> **How to complete this task**: Each line of the material is to be written out exactly.
BEGIN Material supplied
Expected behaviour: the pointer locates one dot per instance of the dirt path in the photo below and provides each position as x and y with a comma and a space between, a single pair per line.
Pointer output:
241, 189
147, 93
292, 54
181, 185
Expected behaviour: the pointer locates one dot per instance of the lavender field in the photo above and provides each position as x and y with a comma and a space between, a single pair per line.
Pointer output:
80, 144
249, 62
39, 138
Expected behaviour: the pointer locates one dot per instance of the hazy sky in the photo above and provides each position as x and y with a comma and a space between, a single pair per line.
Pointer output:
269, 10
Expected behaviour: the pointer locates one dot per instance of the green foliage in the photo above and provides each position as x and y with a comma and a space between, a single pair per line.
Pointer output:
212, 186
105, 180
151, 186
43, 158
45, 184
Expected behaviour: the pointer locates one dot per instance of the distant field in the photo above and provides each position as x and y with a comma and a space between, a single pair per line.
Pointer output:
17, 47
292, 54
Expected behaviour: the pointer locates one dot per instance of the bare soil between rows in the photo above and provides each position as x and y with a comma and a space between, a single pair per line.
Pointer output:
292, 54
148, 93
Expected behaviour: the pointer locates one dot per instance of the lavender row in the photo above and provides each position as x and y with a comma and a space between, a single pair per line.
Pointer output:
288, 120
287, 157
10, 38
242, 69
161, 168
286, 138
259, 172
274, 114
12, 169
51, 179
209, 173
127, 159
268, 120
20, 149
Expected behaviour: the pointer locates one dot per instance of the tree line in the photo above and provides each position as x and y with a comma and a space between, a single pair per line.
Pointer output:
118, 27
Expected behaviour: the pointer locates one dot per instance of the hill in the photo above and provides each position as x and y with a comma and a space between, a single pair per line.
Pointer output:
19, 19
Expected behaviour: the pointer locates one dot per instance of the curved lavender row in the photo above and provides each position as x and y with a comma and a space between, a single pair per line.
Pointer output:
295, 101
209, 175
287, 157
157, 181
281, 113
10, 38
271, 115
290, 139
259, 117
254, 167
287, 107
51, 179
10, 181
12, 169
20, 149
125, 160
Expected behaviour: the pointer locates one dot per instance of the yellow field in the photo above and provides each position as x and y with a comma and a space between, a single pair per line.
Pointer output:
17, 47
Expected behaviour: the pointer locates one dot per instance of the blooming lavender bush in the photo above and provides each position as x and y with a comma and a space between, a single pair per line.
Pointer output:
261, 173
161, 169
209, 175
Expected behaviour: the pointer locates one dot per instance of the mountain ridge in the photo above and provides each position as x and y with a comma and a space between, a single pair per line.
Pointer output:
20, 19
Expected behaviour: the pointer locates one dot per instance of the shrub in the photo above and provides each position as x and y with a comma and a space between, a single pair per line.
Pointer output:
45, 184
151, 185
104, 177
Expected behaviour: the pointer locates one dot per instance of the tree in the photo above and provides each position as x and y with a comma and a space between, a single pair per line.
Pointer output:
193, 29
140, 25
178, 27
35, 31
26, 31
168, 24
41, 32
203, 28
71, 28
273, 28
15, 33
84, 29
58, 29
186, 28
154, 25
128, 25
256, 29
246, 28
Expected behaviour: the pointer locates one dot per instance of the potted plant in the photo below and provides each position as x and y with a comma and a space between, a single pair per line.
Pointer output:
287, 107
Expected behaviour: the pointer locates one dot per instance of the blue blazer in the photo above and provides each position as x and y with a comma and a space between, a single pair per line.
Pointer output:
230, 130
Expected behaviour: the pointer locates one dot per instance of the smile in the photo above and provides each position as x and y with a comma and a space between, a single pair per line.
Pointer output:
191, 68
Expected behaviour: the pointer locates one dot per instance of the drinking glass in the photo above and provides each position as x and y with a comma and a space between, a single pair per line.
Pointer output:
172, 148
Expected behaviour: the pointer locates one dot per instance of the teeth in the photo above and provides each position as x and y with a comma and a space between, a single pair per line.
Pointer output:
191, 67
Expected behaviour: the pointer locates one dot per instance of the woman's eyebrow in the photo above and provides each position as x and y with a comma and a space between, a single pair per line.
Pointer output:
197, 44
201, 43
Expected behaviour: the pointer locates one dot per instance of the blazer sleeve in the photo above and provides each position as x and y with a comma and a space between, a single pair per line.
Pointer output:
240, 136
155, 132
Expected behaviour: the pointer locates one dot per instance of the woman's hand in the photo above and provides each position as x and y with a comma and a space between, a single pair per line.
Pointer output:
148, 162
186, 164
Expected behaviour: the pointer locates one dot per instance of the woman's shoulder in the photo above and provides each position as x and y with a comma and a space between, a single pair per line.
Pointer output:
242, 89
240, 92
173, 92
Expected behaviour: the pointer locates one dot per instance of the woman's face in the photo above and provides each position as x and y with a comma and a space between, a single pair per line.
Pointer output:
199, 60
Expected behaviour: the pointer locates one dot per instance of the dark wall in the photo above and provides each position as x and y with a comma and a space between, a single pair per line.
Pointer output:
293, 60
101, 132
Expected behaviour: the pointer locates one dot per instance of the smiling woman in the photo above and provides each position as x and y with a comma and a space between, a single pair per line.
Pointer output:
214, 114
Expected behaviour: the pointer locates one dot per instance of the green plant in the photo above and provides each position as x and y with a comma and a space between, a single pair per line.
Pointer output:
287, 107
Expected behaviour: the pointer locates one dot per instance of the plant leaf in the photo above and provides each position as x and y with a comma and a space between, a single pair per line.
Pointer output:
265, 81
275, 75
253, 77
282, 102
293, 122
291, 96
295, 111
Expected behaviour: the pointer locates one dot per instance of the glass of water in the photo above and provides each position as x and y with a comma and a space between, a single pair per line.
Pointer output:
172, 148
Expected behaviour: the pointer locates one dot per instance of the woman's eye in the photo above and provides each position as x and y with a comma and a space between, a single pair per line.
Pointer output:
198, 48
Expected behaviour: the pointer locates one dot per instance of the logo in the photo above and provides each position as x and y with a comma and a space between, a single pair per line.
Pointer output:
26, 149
END Material supplied
> **Response box**:
Expected behaviour: the pointer locates one dot per instance of the dirt path in the photo below and provides each position as x and y with a comma and a space between, a single pair per line.
Pointer output:
241, 189
147, 93
292, 54
181, 185
Expected behaviour: the pointer locates one dot per instance of the lavender field in the photo above and provides each position as x and y with a comma and a space between, a single pair per line.
Pointer output:
80, 144
249, 62
39, 138
Expected behaviour: the pointer locates one dot per instance of the hazy sky in the photo above and provides each position as x and y with a comma and a space between, a single pair per line.
Pointer output:
269, 10
Expected behaviour: the pointer locates one dot per instance of the green foliage in the photo above and provides each position as x and y with a comma and a space between, a single pair per line.
Pointer output:
212, 186
105, 180
151, 186
43, 158
45, 184
Expected behaviour: the pointer locates one dot per instance of the distant field in the photo above and provides each position as x and y with a comma and a space between, a single pair per line.
Pointer output:
17, 47
292, 54
Expected behaviour: the pointer locates one dot per instance of the bare soil between rows in the photo above and provides each position as x and y with a comma and a space between, a single pair per line.
Pointer output:
292, 54
148, 93
Expected behaviour: the pointer locates one dot per instance of the lavender row in the photo above and provides each position as x and y with a comma and a space between, a single pair per line.
Pointer output:
288, 120
287, 157
10, 38
242, 69
161, 168
286, 138
259, 172
274, 114
12, 169
51, 179
209, 173
127, 159
268, 120
20, 149
Expected behaviour: the pointer locates one dot per instance of the tree line in the photo above and provides each position as x and y with a comma and a space between, a single pair per line.
Pointer output:
118, 27
Expected behaviour: the pointer locates one dot per instance of the hill in the photo above and provides each position as x and y with a comma and a space between, a single pair per line.
Pointer output:
19, 19
Expected behaviour: the pointer locates one dot per instance of the curved lavender row in the photo above and provides each position as x and y with a comma and a space between, a single pair per line.
Pointer output:
295, 101
209, 175
287, 157
157, 181
281, 113
10, 38
271, 115
290, 139
259, 117
254, 167
287, 107
51, 179
10, 181
12, 169
20, 149
125, 160
Expected behaviour: the pointer locates one dot per instance of the yellow field in the photo above and provides each position as x and y with a comma and a space between, a single pair per line.
Pointer output:
17, 47
Expected behaviour: the pointer locates one dot per instance of the blooming lavender bush in the photo above and provides each position as x and y with a comma and a space between, a single pair per line.
Pointer output:
261, 173
161, 169
209, 175
Expected behaviour: the pointer locates one dot per instance of the mountain ridge in the photo above and provides each position as x and y with a comma and a space between, a single pair per line.
Pointer output:
20, 19
Expected behaviour: the pointer locates one dot per instance of the shrub in the photo above and provides each position as x and y with a comma and a space between, a single pair per line.
Pointer output:
45, 184
151, 185
104, 177
Expected behaviour: the pointer locates one dot per instance of the tree in the photo above and provides each position as x and y with a comma and a space between, a single pair per line.
Pointer output:
193, 29
140, 25
178, 27
35, 31
26, 31
168, 24
41, 32
203, 28
71, 28
273, 28
15, 33
84, 29
58, 29
186, 28
154, 25
128, 25
256, 29
246, 28
Expected behaviour: the pointer locates one dot per instance of the potted plant in the photo below and provides each position as x and y with a comma and a space between, a single pair per line.
Pointer output:
287, 107
Expected behaviour: the pointer locates one dot per instance of the blue blazer in the photo above and provides each position as x and y with a comma and a space between, a single pair per line.
Pointer output:
230, 130
Expected behaviour: the pointer locates one dot per instance of the smile in the photo above and provides each position as x and y with a comma and a space between, a single pair per line.
Pointer output:
191, 68
Expected behaviour: the pointer locates one dot per instance of the drinking glass in the photo above and provides each position as x and y with a comma and a space between, a single pair per line.
Pointer output:
172, 148
Expected behaviour: the pointer locates one dot per instance of the teeth in the photo above and provides each position as x and y with a comma and a space between, a single pair per line.
Pointer output:
191, 67
Expected behaviour: the pointer locates one dot per instance of the woman's eyebrow in the photo above and provides each position as x and y with a comma and a space between, a single pair per line.
Pointer output:
197, 44
201, 43
Expected behaviour: the pointer locates one dot per instance of the blazer sleeve in the photo above and provides each position as x and y with a comma and a space between, a single pair per line.
Pointer output:
240, 136
155, 132
Expected behaviour: the pointer locates one dot per instance of the woman's hand in the photo above and provides each position as x and y with a comma and a space between, a single pair per line.
Pointer output:
148, 162
186, 164
Expected behaviour: the pointer locates one dot per instance of the woman's shoulder in the photo above and provides each position as x and y with a comma and a space between, a single pair per line.
Pointer output:
242, 89
240, 92
173, 92
Expected behaviour: the pointer locates one dot per instance of the woman's face in the photo above and provides each position as x and y with a comma and a space between, a single pair per line.
Pointer output:
199, 60
Expected behaviour: the pointer locates one dot per instance of the dark wall in the photo above and provides each position as x and y with a comma and a space between, a single pair per line.
Pointer output:
293, 60
101, 132
Expected behaviour: the pointer locates one dot per instance of the smiling woman in the photo above and provides each position as x and y with a comma and a space between, a single pair per line.
Pointer output:
214, 114
Expected behaviour: the pointer locates one dot per instance of the green plant in the photo above and provides each position as x and y with a comma and a space between, a single pair per line.
Pointer output:
287, 107
Expected behaviour: the pointer locates one dot per instance of the plant leaf in the photo above and provides each position as x and y with a comma and a space between, a single pair per line.
Pointer output:
265, 81
275, 75
253, 77
282, 102
293, 122
291, 96
295, 111
Expected behaviour: the pointer locates one dot per instance of the glass of water in the photo above and provides each position as x and y with a comma and a space between, a single pair per line.
Pointer output:
172, 148
Expected behaviour: the pointer locates one dot per instance of the woman's eye in the photo above and provides each position as x and y with a comma and a space between, a single pair per line.
Pointer output:
198, 48
Expected behaviour: the pointer locates one dot per instance of the logo in the photo above and provides each position as x and y with a comma and a space between, a single pair per line.
Pointer output:
26, 149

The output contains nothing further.